_What you need to do_.
Write out again, exactly as they stand, the line that includes "# a single point is shaped like point(259, 886)" and all remaining lines of the entries.

Source records:
────
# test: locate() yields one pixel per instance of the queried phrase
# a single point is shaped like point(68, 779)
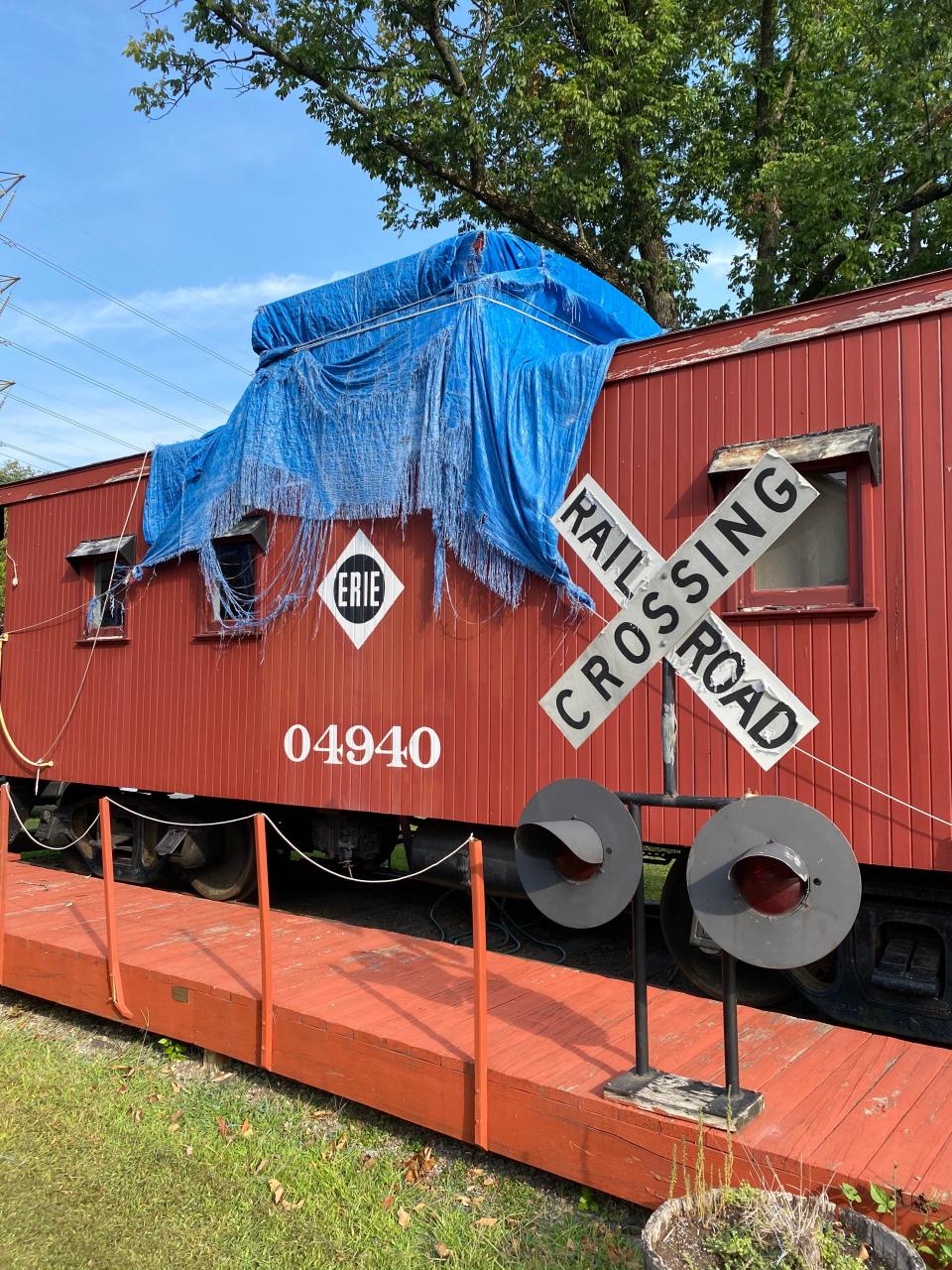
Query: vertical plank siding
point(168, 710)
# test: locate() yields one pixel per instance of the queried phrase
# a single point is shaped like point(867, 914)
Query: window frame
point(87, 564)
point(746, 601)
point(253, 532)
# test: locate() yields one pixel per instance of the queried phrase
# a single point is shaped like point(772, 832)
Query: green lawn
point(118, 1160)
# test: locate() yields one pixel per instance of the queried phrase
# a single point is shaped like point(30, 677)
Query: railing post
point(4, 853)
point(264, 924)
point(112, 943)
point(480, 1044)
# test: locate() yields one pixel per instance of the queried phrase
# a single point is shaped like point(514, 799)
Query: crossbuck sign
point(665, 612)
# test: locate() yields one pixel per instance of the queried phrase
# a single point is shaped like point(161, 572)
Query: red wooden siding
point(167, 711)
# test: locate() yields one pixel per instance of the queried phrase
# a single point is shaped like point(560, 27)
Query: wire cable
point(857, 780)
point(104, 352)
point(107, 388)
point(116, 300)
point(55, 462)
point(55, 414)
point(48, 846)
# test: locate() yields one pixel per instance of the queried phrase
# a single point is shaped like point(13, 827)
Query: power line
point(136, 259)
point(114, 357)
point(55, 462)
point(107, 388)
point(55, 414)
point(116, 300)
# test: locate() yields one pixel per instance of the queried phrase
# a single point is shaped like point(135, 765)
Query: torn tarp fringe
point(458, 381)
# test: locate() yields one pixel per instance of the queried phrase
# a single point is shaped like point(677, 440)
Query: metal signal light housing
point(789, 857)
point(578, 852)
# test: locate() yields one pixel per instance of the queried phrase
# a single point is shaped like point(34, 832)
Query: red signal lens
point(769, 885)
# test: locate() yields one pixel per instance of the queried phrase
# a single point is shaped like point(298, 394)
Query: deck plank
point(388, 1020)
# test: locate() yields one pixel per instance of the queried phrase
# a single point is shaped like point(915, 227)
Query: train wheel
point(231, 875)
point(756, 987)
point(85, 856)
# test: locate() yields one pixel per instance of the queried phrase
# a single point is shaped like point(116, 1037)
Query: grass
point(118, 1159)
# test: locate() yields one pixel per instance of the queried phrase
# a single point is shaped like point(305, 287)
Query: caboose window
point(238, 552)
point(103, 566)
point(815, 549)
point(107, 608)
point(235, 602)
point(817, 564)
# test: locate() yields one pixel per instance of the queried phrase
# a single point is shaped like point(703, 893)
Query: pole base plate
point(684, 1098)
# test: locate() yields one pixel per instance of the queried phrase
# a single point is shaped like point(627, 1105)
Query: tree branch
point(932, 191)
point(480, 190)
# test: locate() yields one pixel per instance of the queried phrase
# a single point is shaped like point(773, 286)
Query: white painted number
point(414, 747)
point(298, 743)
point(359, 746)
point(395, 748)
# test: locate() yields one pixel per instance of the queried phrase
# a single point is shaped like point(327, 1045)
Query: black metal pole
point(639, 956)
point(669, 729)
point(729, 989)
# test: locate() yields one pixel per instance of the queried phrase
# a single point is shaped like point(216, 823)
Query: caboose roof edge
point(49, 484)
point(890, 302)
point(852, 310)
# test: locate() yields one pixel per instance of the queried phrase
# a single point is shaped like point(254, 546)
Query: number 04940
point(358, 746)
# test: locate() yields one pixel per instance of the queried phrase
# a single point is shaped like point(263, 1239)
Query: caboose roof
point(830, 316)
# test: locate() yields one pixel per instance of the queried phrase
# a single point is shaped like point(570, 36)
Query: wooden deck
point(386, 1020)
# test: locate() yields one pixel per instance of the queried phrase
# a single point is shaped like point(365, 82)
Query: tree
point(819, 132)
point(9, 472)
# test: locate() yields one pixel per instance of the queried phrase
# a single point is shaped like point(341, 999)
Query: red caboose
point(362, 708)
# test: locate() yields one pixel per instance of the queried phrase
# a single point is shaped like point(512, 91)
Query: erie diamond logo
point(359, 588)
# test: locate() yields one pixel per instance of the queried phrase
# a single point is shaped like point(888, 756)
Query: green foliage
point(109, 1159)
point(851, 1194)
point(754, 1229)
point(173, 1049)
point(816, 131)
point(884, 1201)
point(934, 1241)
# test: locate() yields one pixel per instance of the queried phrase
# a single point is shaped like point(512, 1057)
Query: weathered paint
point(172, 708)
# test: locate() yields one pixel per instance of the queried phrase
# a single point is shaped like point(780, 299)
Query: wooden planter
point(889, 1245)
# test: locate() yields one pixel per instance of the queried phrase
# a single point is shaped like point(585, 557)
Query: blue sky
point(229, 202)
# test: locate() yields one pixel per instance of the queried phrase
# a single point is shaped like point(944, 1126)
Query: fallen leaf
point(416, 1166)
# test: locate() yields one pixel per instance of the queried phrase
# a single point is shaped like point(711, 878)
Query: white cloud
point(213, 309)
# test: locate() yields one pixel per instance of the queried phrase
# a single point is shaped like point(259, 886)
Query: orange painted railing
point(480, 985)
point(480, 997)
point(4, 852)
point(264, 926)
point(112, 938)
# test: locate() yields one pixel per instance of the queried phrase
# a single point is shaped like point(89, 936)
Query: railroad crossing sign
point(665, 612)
────
_Answer for the task_.
# a single point is shaped like point(259, 886)
Query: orange painted railing
point(480, 985)
point(480, 997)
point(4, 852)
point(264, 926)
point(112, 938)
# test: locate() yields one pixel per instance of the queried phrase
# a single point is shaped like point(89, 936)
Query: railroad crossing sign
point(665, 612)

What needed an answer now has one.